__Task__.
Please output exactly the part of the records below that opens with the line containing "Expected: one point per instance of the white shoe" and closes with the line containing "Expected: one point per instance of the distant", both lines included, and nothing else.

======== Information supplied

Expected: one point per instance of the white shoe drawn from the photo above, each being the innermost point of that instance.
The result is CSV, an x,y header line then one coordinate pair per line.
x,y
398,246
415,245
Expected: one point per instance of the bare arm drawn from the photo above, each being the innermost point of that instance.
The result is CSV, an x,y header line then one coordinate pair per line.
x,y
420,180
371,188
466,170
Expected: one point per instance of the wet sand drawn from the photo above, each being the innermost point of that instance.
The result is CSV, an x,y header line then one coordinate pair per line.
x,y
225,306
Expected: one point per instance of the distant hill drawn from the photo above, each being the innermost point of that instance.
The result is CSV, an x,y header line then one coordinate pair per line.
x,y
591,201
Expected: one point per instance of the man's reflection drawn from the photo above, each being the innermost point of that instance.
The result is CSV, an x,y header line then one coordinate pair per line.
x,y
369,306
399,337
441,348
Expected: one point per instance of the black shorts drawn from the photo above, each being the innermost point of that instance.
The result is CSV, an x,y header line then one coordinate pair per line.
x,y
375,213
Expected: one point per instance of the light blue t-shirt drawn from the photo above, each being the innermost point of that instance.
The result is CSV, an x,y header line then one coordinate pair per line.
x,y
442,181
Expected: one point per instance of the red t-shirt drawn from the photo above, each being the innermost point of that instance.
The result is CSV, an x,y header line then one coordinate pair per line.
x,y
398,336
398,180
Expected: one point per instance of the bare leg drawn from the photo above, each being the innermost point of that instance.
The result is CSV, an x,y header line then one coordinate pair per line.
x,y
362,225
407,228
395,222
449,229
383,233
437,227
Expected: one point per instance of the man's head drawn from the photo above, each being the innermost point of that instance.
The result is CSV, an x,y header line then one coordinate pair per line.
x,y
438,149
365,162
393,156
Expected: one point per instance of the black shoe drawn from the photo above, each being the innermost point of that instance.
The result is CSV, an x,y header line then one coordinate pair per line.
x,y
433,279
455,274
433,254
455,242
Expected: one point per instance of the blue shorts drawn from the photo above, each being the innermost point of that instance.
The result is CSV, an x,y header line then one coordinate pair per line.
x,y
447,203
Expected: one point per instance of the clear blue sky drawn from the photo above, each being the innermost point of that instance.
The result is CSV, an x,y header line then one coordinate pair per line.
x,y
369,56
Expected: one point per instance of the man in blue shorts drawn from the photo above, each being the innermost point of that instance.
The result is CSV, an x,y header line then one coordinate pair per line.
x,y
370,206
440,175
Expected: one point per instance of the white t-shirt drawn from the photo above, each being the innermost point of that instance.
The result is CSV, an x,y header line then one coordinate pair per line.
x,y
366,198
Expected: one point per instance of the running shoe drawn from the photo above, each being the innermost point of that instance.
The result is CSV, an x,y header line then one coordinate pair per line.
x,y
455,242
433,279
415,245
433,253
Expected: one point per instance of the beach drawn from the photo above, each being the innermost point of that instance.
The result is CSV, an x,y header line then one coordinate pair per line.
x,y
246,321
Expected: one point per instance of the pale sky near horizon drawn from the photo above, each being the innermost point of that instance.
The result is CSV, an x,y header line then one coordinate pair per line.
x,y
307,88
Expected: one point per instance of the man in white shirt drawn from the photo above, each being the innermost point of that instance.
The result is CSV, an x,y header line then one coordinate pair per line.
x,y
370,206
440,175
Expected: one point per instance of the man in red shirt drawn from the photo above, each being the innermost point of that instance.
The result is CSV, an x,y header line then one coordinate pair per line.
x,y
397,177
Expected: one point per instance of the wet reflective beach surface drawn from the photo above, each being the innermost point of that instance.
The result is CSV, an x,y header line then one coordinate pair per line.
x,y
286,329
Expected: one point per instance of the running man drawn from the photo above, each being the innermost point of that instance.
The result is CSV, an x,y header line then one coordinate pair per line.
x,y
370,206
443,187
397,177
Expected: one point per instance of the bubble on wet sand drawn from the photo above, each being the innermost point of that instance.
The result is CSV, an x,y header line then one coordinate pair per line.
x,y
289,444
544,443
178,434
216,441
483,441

================
======== Information supplied

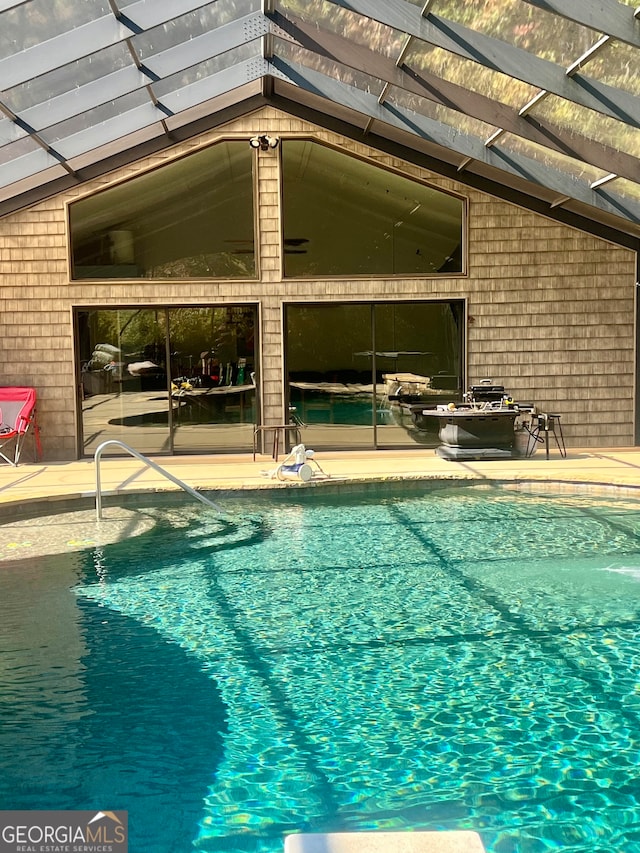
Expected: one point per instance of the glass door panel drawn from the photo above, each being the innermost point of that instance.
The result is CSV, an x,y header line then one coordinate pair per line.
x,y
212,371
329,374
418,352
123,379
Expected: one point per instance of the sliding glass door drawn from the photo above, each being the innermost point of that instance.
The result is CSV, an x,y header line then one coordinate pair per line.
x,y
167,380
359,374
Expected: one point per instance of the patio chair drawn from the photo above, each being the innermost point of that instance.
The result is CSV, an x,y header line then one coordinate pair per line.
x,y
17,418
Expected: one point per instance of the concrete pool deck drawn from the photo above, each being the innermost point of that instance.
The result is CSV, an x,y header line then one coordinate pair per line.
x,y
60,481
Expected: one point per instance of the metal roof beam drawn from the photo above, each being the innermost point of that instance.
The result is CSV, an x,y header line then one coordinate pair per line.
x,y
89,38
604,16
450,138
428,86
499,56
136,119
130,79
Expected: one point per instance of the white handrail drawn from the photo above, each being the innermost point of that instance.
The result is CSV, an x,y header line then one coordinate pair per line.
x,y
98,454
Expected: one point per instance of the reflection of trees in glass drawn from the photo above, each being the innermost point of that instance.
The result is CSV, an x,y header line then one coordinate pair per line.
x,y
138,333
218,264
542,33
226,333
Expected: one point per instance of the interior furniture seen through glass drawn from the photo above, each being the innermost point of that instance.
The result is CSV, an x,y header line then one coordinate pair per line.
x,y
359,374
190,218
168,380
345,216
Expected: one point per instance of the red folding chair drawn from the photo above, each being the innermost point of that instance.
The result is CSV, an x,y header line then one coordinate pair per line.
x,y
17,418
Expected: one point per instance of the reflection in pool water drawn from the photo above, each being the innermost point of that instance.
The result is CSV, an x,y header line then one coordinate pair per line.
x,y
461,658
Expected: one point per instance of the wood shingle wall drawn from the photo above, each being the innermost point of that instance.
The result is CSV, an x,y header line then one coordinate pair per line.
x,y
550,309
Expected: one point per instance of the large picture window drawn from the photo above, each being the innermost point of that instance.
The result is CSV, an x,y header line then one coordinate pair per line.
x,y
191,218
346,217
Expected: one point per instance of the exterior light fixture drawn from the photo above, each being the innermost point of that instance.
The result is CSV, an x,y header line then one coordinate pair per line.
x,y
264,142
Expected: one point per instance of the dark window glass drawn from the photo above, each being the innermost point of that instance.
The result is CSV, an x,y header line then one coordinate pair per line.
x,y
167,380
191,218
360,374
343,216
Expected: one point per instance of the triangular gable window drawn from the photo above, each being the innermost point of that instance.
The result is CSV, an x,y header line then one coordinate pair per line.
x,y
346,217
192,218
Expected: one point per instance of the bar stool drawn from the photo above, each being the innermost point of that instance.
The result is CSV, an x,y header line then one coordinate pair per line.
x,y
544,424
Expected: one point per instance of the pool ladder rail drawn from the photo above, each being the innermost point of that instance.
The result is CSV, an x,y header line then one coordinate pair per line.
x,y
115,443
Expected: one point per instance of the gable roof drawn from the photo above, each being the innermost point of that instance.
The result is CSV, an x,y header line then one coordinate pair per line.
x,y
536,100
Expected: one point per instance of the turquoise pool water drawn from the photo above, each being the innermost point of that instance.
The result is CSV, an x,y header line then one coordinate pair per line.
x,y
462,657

================
======== Information supplied

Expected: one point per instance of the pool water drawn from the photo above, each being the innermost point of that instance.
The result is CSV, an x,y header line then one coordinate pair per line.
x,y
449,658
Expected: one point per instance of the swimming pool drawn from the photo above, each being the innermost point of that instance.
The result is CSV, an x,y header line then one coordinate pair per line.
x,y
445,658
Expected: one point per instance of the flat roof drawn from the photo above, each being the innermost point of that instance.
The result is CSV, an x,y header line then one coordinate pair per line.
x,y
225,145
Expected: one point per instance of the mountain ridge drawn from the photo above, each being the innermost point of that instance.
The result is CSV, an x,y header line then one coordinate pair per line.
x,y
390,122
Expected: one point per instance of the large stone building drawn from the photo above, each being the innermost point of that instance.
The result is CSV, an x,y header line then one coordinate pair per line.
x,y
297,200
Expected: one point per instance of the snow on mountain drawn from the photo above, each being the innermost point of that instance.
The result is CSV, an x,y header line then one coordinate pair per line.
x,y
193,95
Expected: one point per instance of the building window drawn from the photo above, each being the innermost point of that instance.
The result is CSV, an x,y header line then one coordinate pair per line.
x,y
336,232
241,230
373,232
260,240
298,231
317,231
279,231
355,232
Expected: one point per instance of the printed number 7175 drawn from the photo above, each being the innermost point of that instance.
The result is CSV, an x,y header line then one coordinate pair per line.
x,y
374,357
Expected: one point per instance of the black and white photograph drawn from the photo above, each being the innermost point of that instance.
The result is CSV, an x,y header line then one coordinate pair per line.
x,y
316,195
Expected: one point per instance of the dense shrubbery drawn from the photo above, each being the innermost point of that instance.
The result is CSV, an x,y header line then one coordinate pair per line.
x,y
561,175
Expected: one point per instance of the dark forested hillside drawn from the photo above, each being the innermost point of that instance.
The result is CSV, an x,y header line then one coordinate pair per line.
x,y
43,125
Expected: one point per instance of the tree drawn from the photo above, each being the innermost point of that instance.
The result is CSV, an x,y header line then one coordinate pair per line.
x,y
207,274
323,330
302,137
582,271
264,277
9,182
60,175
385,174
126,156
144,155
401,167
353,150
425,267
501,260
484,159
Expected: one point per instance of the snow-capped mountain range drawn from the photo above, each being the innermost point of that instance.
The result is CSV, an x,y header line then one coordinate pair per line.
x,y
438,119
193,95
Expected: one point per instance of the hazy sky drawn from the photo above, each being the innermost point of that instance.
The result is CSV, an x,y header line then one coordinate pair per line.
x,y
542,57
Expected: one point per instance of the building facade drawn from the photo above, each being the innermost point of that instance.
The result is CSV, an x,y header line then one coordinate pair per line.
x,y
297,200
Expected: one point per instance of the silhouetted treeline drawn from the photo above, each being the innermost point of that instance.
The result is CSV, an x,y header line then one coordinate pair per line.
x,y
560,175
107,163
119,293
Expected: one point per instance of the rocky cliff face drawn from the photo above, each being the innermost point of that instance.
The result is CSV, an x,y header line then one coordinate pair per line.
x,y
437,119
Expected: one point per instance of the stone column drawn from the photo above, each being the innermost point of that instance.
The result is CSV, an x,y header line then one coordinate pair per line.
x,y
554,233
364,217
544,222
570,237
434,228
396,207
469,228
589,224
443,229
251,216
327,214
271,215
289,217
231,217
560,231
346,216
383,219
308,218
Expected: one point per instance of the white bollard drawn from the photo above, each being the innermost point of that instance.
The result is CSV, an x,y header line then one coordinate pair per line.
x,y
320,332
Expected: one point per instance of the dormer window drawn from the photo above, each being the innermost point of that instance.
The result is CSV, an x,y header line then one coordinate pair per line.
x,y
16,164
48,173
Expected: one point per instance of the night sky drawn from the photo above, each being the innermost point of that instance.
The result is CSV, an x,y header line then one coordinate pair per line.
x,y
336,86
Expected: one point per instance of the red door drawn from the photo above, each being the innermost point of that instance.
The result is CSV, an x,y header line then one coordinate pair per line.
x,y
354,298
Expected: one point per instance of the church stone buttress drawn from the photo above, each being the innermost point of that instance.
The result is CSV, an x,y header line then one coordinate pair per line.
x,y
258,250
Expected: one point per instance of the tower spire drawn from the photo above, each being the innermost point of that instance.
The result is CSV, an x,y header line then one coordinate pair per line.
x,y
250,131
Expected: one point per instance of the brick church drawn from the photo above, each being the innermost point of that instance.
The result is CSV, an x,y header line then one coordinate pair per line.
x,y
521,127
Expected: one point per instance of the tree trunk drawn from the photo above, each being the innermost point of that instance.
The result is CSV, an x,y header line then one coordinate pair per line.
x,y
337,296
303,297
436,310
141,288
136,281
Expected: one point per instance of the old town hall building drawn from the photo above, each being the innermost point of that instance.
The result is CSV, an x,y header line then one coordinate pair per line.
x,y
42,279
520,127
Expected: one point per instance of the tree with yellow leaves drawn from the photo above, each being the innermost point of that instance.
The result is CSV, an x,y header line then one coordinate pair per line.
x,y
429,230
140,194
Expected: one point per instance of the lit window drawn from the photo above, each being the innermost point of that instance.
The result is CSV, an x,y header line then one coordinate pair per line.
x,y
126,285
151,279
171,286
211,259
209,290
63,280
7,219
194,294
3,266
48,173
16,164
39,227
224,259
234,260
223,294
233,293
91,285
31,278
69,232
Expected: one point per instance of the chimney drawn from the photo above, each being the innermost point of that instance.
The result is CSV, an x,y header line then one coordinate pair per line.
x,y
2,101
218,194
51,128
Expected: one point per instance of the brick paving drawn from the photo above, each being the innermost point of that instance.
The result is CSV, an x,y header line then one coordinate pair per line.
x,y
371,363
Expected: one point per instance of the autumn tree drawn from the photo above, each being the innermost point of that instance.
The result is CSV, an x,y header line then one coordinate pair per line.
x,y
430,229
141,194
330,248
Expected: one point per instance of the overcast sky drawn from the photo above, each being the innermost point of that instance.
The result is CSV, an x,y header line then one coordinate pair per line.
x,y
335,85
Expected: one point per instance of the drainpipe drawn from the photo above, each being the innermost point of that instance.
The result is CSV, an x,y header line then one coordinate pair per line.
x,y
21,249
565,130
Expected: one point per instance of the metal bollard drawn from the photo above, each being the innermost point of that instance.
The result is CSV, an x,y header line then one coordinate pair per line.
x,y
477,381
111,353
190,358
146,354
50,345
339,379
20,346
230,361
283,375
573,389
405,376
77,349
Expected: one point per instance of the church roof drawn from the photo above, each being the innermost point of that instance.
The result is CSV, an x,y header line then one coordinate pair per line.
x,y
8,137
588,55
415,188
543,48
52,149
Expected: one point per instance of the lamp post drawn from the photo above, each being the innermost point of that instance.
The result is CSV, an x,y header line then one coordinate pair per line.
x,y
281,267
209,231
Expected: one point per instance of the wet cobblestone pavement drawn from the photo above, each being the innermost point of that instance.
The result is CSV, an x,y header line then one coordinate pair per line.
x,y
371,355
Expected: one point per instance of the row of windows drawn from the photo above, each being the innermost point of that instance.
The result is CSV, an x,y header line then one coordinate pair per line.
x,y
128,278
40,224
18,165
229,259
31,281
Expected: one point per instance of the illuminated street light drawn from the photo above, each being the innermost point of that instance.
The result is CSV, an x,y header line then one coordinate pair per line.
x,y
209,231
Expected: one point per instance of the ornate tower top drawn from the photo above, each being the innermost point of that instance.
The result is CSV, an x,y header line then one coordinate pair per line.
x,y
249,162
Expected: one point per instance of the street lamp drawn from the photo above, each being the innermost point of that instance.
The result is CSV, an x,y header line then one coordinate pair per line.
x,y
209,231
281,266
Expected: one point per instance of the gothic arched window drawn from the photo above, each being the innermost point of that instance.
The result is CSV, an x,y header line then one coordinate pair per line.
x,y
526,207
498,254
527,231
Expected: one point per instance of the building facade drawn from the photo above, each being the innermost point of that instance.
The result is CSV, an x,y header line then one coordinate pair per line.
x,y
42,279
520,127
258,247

================

__Worked solution__.
Expected: one point per instance of the white shoe drawn from the photo above, each being the innermost point of that instance.
The result is CSV, an x,y header line then one coordinate pair per line.
x,y
398,246
415,245
Expected: one point per instance of the bare arm drawn from the photo above, each being the innermost point of that instance.
The result is CSV, an x,y header line then one coordinate pair per line.
x,y
420,180
371,188
466,170
Expected: one point per instance of the wet sand drawn from the photo above, each being the innermost point of that instance.
The result is CSV, an x,y header line then one coordinate pair per line.
x,y
225,306
Expected: one point per instance of the distant hill drawn from the photo above, each being the innermost point of that instance.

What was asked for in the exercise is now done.